■ **What is being asked**: From the listing below, output only the lines starting at the line that has "x=249, y=85" and ending at the line that has "x=643, y=218", exactly as they appear, ends included.
++++ Data to examine
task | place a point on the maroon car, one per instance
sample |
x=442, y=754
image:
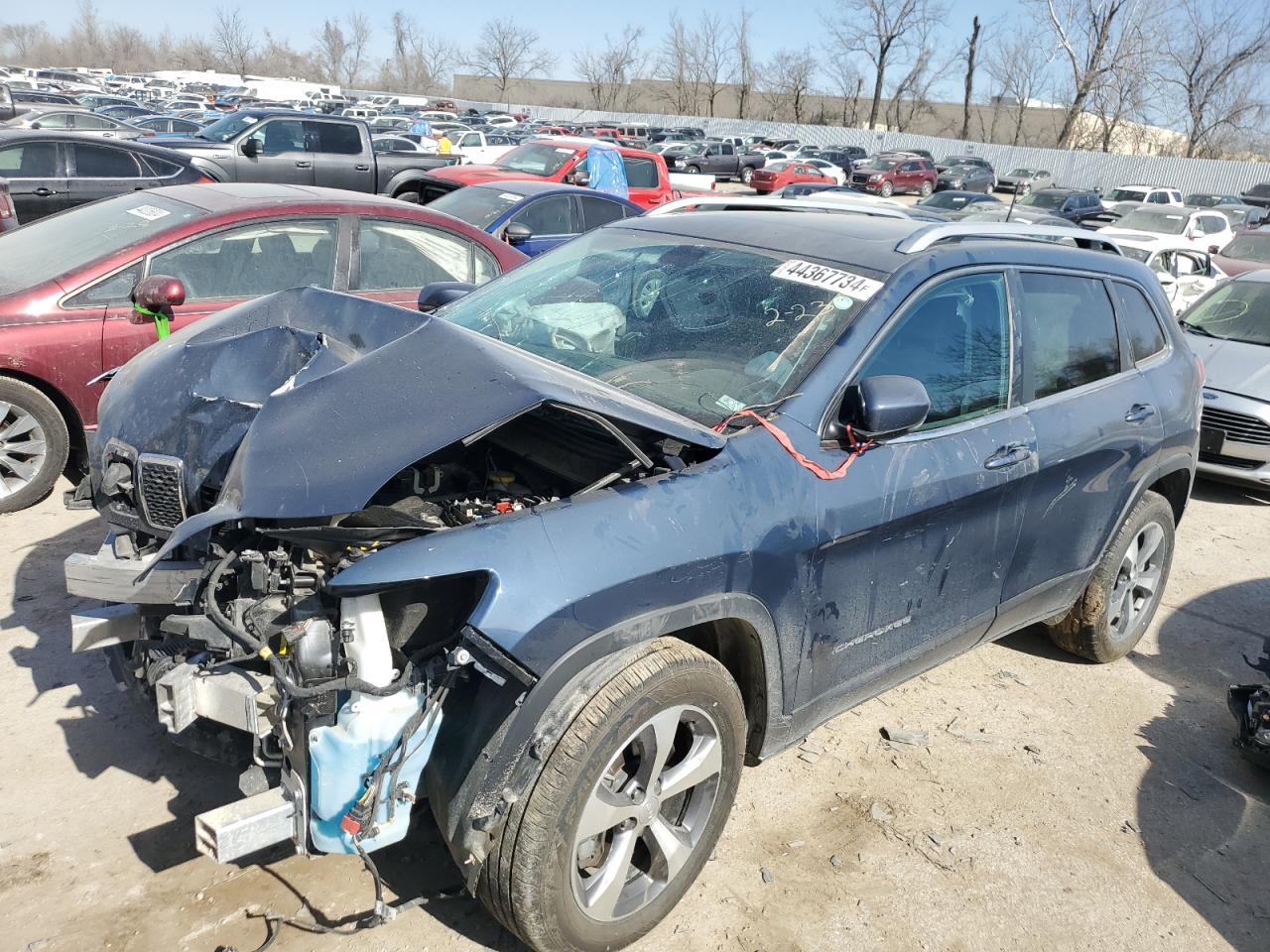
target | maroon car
x=64, y=286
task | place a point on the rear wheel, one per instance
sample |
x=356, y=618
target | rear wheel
x=1121, y=598
x=626, y=807
x=35, y=444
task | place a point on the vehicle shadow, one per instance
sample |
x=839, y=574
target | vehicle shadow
x=1203, y=809
x=105, y=729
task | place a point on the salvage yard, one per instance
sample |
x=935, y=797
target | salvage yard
x=1053, y=803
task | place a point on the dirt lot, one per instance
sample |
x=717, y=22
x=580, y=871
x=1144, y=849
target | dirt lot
x=1057, y=805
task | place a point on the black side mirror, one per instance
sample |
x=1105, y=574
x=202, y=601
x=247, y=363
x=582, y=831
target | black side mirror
x=440, y=294
x=517, y=232
x=885, y=407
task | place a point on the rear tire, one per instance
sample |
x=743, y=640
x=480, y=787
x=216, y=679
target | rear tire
x=662, y=742
x=1121, y=598
x=35, y=444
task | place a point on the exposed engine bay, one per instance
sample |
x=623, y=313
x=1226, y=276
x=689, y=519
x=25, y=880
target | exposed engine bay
x=338, y=697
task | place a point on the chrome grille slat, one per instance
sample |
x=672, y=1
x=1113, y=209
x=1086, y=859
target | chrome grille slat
x=159, y=490
x=1238, y=426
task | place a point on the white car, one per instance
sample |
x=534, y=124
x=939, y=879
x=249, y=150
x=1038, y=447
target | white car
x=826, y=168
x=1165, y=226
x=1185, y=273
x=1130, y=195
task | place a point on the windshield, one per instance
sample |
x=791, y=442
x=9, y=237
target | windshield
x=225, y=130
x=64, y=243
x=1238, y=309
x=540, y=159
x=1153, y=221
x=1248, y=248
x=1039, y=199
x=698, y=327
x=475, y=204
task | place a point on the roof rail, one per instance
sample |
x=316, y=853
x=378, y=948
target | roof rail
x=776, y=204
x=922, y=239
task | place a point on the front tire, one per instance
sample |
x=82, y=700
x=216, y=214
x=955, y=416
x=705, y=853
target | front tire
x=1121, y=598
x=35, y=444
x=626, y=809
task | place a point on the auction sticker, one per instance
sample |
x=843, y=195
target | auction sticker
x=150, y=212
x=820, y=276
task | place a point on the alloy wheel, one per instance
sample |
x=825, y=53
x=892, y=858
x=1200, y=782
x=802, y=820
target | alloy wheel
x=1137, y=584
x=23, y=448
x=647, y=812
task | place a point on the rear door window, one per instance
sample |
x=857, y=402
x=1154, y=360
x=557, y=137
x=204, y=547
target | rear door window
x=966, y=370
x=104, y=163
x=1139, y=321
x=1070, y=333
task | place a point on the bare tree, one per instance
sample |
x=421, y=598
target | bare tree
x=676, y=66
x=885, y=37
x=1214, y=62
x=1016, y=66
x=971, y=61
x=610, y=70
x=743, y=68
x=232, y=40
x=710, y=58
x=418, y=59
x=790, y=76
x=1089, y=37
x=507, y=51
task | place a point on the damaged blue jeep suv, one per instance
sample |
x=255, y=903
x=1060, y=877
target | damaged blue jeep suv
x=564, y=555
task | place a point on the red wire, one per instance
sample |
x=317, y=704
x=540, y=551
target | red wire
x=856, y=447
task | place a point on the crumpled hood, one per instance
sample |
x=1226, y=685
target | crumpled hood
x=1234, y=366
x=309, y=402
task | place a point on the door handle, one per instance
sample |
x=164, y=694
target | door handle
x=1138, y=413
x=1006, y=457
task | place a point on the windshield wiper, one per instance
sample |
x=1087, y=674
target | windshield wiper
x=1202, y=331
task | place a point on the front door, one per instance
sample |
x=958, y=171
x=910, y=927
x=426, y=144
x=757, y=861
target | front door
x=915, y=540
x=37, y=178
x=284, y=155
x=1097, y=425
x=226, y=268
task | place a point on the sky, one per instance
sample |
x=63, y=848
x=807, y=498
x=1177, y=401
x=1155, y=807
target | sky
x=299, y=19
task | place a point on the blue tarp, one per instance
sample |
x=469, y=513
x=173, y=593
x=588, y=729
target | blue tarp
x=606, y=172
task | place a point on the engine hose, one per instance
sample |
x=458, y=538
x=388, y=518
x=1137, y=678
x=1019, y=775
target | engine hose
x=281, y=676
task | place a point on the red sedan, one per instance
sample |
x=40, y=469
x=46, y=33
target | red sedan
x=778, y=176
x=64, y=286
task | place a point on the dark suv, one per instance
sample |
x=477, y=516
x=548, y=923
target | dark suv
x=566, y=553
x=1075, y=204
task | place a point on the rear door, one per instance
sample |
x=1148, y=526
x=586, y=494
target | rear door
x=37, y=178
x=99, y=171
x=393, y=261
x=1097, y=429
x=226, y=267
x=339, y=160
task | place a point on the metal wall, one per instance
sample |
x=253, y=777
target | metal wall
x=1070, y=168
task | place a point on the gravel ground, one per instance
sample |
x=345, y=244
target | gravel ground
x=1056, y=805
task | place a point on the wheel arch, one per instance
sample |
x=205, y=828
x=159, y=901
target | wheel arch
x=76, y=461
x=502, y=735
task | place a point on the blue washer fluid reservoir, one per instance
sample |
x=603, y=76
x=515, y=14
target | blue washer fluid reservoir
x=341, y=756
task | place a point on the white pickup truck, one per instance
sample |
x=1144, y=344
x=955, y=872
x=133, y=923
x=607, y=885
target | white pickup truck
x=479, y=148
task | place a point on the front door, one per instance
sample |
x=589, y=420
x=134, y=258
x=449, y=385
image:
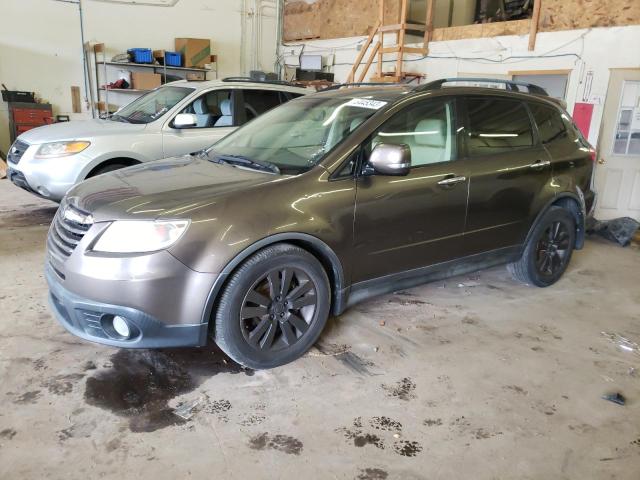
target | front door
x=216, y=118
x=406, y=222
x=617, y=177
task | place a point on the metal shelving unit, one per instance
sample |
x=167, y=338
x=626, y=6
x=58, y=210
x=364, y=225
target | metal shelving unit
x=101, y=69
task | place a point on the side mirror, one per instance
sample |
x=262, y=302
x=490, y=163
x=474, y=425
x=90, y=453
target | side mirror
x=390, y=159
x=185, y=120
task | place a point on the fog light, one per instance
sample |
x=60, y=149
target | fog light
x=121, y=327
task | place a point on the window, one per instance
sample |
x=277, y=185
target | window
x=497, y=125
x=256, y=102
x=152, y=105
x=627, y=136
x=298, y=135
x=213, y=109
x=426, y=128
x=551, y=128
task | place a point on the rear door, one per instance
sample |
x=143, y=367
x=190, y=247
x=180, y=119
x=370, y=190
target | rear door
x=407, y=222
x=510, y=169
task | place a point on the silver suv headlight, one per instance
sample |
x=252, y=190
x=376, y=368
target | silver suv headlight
x=60, y=149
x=139, y=236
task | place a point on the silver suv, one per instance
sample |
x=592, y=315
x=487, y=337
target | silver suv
x=175, y=119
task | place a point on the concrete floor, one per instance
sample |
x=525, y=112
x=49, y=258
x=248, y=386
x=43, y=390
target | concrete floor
x=476, y=377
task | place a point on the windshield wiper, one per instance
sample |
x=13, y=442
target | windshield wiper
x=119, y=118
x=247, y=162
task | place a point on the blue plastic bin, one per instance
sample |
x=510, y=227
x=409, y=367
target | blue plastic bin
x=173, y=59
x=141, y=55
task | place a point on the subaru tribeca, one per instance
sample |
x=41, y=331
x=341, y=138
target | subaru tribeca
x=314, y=206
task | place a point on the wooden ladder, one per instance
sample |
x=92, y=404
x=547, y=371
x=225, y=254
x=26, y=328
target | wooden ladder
x=379, y=49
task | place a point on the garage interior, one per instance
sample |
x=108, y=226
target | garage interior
x=473, y=376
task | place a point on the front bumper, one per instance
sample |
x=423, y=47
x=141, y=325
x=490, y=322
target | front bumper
x=49, y=178
x=85, y=318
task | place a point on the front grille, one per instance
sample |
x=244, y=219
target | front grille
x=16, y=151
x=67, y=229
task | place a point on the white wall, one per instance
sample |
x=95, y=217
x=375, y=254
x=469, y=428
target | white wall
x=580, y=51
x=41, y=50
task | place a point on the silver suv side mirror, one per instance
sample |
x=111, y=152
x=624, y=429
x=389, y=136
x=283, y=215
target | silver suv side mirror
x=391, y=159
x=185, y=120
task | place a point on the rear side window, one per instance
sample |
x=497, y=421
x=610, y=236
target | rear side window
x=256, y=102
x=497, y=125
x=551, y=128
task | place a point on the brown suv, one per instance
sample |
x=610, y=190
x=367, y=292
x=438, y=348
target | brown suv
x=314, y=206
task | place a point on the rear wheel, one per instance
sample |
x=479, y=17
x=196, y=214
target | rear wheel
x=548, y=250
x=274, y=307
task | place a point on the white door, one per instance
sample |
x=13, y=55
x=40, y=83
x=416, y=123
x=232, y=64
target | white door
x=617, y=178
x=214, y=111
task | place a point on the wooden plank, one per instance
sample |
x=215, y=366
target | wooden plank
x=392, y=49
x=428, y=24
x=535, y=20
x=75, y=99
x=363, y=51
x=419, y=50
x=401, y=32
x=380, y=36
x=376, y=47
x=397, y=26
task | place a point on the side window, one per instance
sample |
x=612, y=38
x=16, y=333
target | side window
x=427, y=128
x=497, y=125
x=551, y=128
x=212, y=109
x=256, y=102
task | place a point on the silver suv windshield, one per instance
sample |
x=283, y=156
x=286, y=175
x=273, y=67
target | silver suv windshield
x=297, y=135
x=152, y=105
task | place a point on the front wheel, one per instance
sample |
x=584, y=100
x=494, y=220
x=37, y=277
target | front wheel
x=548, y=251
x=273, y=308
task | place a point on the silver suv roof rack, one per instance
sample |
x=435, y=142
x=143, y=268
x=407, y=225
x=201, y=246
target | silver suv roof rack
x=253, y=80
x=361, y=84
x=511, y=85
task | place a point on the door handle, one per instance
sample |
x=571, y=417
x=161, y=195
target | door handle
x=450, y=181
x=540, y=164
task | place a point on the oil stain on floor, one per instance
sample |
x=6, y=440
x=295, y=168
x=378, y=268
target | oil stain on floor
x=140, y=383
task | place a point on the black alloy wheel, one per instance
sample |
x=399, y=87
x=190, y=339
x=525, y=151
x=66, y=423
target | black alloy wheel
x=548, y=251
x=552, y=251
x=278, y=309
x=273, y=307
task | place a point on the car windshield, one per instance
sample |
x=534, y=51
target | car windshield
x=151, y=106
x=297, y=135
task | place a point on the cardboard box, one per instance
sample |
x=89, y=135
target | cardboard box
x=196, y=76
x=195, y=51
x=145, y=80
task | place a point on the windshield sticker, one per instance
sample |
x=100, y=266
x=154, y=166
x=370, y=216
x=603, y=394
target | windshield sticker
x=365, y=103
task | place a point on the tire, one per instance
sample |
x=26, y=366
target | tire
x=548, y=251
x=273, y=308
x=107, y=168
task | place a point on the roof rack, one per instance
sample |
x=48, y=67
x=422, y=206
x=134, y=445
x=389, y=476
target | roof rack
x=253, y=80
x=361, y=84
x=511, y=85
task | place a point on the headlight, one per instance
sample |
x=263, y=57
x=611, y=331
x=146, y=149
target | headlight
x=60, y=149
x=134, y=236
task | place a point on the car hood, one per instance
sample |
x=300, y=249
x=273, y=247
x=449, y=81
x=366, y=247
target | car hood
x=78, y=130
x=177, y=187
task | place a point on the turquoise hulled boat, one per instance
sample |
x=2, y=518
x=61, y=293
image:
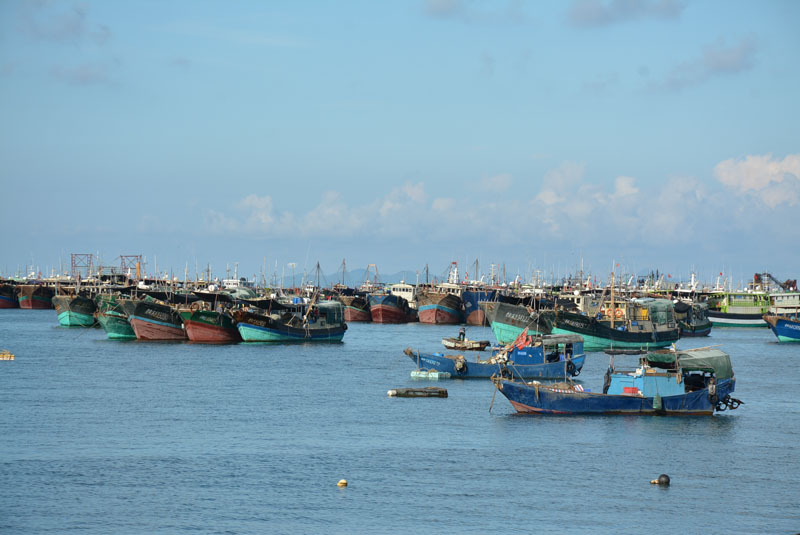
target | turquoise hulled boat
x=322, y=322
x=75, y=311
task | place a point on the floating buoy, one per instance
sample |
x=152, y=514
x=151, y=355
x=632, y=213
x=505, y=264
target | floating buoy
x=662, y=480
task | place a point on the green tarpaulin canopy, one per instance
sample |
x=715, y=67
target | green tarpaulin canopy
x=707, y=360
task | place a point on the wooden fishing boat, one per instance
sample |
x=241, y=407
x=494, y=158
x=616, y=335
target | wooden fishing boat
x=786, y=328
x=75, y=310
x=465, y=345
x=152, y=320
x=692, y=382
x=322, y=321
x=549, y=356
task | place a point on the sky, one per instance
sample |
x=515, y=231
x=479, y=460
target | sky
x=535, y=135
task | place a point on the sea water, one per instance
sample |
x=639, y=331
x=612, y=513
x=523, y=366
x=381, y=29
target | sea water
x=101, y=436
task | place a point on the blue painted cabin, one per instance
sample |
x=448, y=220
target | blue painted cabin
x=546, y=357
x=694, y=382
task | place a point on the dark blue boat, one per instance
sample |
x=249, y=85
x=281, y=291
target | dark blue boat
x=694, y=382
x=546, y=357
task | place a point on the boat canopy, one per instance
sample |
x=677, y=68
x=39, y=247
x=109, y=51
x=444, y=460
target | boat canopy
x=706, y=360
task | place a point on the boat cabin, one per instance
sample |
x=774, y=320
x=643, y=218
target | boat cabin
x=668, y=373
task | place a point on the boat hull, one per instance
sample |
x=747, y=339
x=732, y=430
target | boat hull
x=390, y=309
x=35, y=296
x=690, y=331
x=599, y=337
x=725, y=319
x=116, y=326
x=9, y=300
x=154, y=321
x=255, y=327
x=509, y=320
x=537, y=399
x=75, y=311
x=210, y=327
x=473, y=313
x=477, y=370
x=356, y=308
x=440, y=308
x=356, y=314
x=785, y=329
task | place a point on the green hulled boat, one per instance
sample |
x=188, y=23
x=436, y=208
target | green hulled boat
++++++++
■ **Response area**:
x=249, y=85
x=281, y=291
target | dark blue boat
x=694, y=382
x=546, y=357
task | place a point on the boat canopy, one per instance
sample |
x=677, y=68
x=39, y=247
x=109, y=51
x=444, y=460
target | boat canopy
x=706, y=360
task | place a point on the boat cabin, one per instance
sample |
x=774, y=320
x=643, y=218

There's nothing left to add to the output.